- Instructions:
A. Check each statement against the roasted beet hummus recipe and answer yes or no, quoting the words from the recipe that settle it: (i) the recipe uses 3 tablespoons of tahini; (ii) the cook time is 30 minutes; (iii) the first instruction is to preheat the oven to 400 °F.
B. In the roasted beet hummus recipe, condense the paragraph beginning "A delicious homemade hummus with a twist" into a shorter version that keeps its main facts.
C. Resume the roasted beet hummus recipe after its final line.

- Text:
# # #

A delicious homemade hummus with a twist. With just a handful of ingredients and minimal prep time, you can whip up a batch of Roasted Beet Hummus that rivals anything you'd find at your favorite restaurant. It’s the perfect, healthy, party appetizer or everyday snack.
Prep Time 10 minutes
Cook Time 50 minutes
Course Appetizers, Sides, Snacks
Cuisine Mediterranean Diet Friendly, Middle Eastern-Inspired, Vegan, Vegetarian
Servings 2 ½ cups

Ingredients
  

  • 1 big beet, leaves and stems trimmed
  • 2 cups cooked chickpeas
  • 3 Tbsp lemon juice
  • 3 Tbsp tahini
  • 2 Tbsp olive oil
  • 2 garlic cloves
  • 1 tsp balsamic vinegar
  • ½ tsp lemon zest
  • ½ tsp ground coriander
  • ¼ tsp ground cumin
  • ½ - 1 tsp of sea salt

Instructions
 

  • Preheat the oven to 375 °F / 190 °C.

# # #

- Provided records:
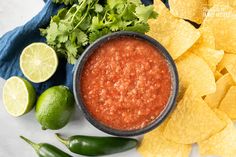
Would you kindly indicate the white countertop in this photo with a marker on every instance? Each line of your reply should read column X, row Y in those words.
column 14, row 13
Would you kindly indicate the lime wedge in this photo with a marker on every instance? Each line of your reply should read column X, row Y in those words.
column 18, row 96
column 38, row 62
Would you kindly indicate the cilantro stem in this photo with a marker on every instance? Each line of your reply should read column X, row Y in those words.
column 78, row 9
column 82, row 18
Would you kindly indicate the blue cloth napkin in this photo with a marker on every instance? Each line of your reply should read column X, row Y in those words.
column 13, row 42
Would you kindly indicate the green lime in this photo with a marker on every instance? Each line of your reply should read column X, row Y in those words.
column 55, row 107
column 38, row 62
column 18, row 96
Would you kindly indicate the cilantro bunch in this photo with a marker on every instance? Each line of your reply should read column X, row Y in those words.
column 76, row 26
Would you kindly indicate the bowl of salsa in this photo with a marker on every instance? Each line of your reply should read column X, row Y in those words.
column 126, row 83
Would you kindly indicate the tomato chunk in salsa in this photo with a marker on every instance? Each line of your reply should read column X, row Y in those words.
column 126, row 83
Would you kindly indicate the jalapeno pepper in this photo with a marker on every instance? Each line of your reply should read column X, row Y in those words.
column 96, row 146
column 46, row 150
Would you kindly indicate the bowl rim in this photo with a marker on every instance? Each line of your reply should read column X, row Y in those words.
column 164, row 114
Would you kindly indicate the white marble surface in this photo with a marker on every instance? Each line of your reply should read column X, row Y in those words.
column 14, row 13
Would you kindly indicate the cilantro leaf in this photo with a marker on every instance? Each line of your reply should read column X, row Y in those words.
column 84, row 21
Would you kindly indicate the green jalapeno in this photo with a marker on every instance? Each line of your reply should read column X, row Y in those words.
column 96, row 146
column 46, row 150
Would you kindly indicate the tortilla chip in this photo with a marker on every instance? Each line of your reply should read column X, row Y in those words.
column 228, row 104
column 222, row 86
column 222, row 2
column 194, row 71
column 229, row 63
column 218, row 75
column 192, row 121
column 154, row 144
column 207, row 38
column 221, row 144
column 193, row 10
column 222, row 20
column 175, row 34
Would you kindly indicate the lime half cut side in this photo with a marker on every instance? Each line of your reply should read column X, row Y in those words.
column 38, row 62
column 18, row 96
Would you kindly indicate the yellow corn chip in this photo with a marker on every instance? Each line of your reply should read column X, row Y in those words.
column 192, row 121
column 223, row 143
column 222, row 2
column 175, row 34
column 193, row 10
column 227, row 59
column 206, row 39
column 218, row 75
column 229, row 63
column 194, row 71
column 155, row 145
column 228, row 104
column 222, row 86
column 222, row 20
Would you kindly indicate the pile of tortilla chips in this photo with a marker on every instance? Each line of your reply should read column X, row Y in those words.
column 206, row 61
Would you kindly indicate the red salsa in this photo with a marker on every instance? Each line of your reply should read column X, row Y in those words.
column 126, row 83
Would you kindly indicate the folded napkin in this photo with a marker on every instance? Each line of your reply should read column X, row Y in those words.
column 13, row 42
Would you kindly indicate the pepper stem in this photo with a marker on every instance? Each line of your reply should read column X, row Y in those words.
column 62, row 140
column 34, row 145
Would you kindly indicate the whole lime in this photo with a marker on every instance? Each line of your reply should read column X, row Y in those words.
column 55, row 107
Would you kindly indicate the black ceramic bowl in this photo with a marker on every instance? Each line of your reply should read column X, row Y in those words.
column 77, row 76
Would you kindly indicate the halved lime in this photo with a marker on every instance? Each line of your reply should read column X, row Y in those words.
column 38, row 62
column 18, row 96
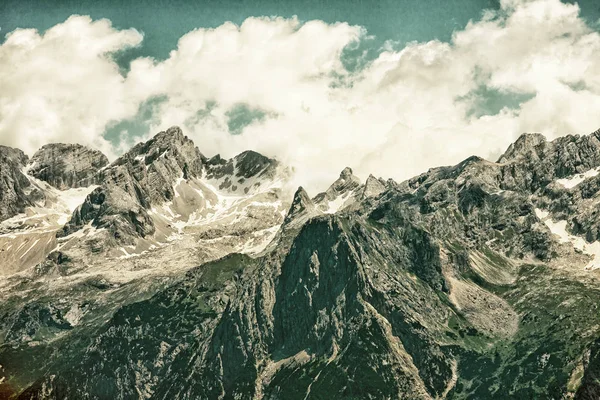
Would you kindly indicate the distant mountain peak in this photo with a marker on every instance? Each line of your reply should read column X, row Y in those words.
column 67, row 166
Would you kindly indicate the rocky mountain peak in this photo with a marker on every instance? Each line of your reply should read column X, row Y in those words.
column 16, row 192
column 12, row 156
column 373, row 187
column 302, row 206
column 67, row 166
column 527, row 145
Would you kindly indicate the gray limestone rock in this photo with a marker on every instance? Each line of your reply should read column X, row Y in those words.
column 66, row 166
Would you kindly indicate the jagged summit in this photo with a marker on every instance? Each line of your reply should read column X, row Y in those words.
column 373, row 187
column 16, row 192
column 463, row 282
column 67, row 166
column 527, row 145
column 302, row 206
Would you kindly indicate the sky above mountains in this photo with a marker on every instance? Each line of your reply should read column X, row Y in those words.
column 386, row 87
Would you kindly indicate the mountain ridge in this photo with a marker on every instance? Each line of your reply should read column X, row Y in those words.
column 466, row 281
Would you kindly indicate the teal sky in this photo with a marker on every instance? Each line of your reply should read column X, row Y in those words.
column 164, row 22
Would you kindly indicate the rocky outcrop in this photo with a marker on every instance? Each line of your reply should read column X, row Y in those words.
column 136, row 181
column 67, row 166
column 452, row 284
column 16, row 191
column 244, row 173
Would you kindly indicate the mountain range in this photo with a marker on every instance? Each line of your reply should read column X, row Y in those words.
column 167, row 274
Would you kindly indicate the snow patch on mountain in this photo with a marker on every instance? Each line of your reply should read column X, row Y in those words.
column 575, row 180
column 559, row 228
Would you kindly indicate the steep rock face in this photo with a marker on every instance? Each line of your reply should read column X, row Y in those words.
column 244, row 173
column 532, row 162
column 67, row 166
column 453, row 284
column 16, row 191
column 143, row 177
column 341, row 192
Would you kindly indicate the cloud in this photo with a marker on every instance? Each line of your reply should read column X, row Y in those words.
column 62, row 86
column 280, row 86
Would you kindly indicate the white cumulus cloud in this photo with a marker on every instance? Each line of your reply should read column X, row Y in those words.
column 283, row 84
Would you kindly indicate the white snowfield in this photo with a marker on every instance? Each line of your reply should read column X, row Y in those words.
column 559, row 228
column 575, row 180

# # #

- Outputs:
A.
(i) Yes: "3 Tbsp tahini"
(ii) No: "Cook Time 50 minutes"
(iii) No: "Preheat the oven to 375 °F / 190 °C."

B. Roasted Beet Hummus is a homemade hummus with a twist. It needs only a few ingredients and little prep, and it rivals restaurant hummus. It makes a healthy party appetizer or everyday snack.

C.
  • Wrap the beet in foil and cook for 40 – 50 minutes, until tender. You know it’s ready when you can insert a knife into the center without resistance. Let it cool slightly and peel, the skin should slip right off.
  • Chop the beet and toss it in the food processor with the rest of the ingredients. Blend until smooth and creamy. This might take a few seconds. Taste and adjust seasonings.
  • Grab some whole-grain crackers and happy dipping!
  • You can store the hummus in an air-tight container in the fridge for 7 – 10 days.
  • Serve with your favorite toppings: I like to add olive oil, fresh mint, lemon zest and sesame seeds.